What is expected
Extend the passage below on the safety of artificial Christmas trees, writing on from its last sentence about toxic metals in the lights of pre-lit trees.

Given text
------------------------------------

With artificial trees, the risk of fire can be lower compared with real trees due to the use of fire-resistant coatings, however, these can lose their effectiveness over time. Pre-lit trees are more hazardous because of their integrated electrical components; the following are examples of safety-related recalls for pre-lit trees:

- The CPSC announced recalls by Target on 7' Artificial Pine Christmas Trees and accompanying extension cords in 1993 due to fire risk from the extension cords supplied with the lighted trees, which may overheat or melt.
- Walgreens, of Deerfield, Ill., voluntarily recalled about 9,000 artificial Christmas trees with fiber optic lights in 2000. A colour wheel in the tree stand that is used to light the tree can overheat and catch fire.
- In 2007 the CPSC ordered a recall of Pre-lit Palm Trees imported by iObjectSolutions Inc. for hazards of overheating and electrical shocks. If the electrical connectors were not fully inserted, they could overheat and pose electrical shocks and fire hazards.

===Toxic substances===
For pre-lit trees, the real threat of toxic substances are mainly the lead (Pb), mercury (Hg), cadmium (Cd) and chromium (Cr) associated with the lights attached on the trees.

------------------------------------

Stored data
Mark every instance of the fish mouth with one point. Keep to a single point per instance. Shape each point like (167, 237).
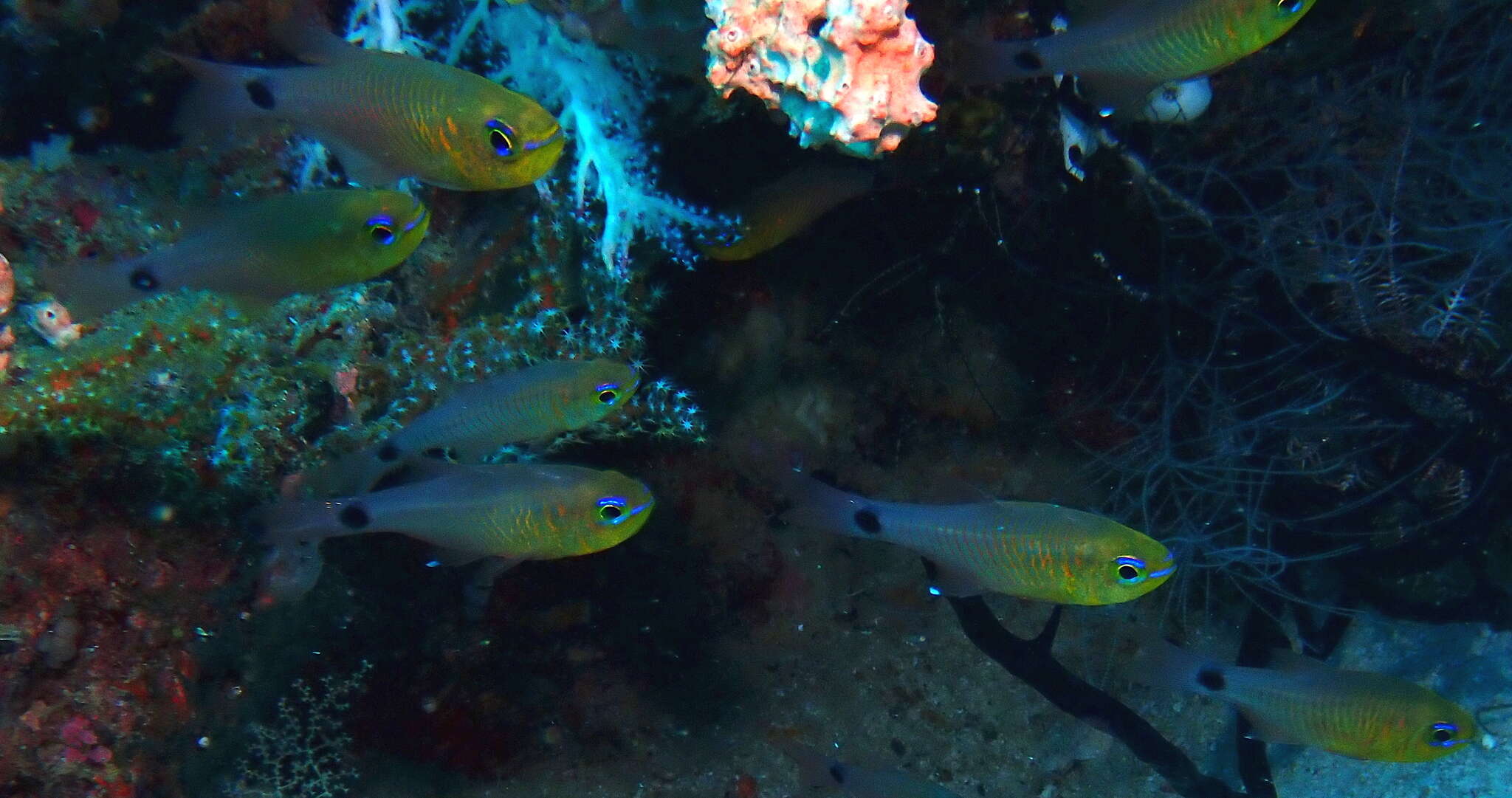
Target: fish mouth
(548, 141)
(419, 218)
(639, 508)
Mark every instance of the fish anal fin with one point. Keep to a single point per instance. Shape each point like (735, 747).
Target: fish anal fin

------------------------------------

Reply to the task
===Safety standards===
All pre-lit trees are being classified into electrical products. They are subject to the laws and safety standards for electrical products such as UL in the United States, CSA in Canada, AS/NZS in Australia and New Zealand, GS
in Germany, BS in the United Kingdom, and RoHS in the European Union.

==Storage==
Along with the safety issues, another aspect to consider when using pre-lit trees are storage conditions: Complications can arise because the lights on a pre-lit Christmas tree are tied together. Using the box or bag that the Christmas tree came in is by far the most common option. Since the container is designed specifically for that tree, it can be moved and stored securely with this method.

Many companies offer bags to be used for handling pre-lit and other artificial trees. The tree branches are pulled upwards and the bag is placed under the tree. Using its handles, the bag is then pulled up over the tree, and the bag can be stored by hanging it from the handles.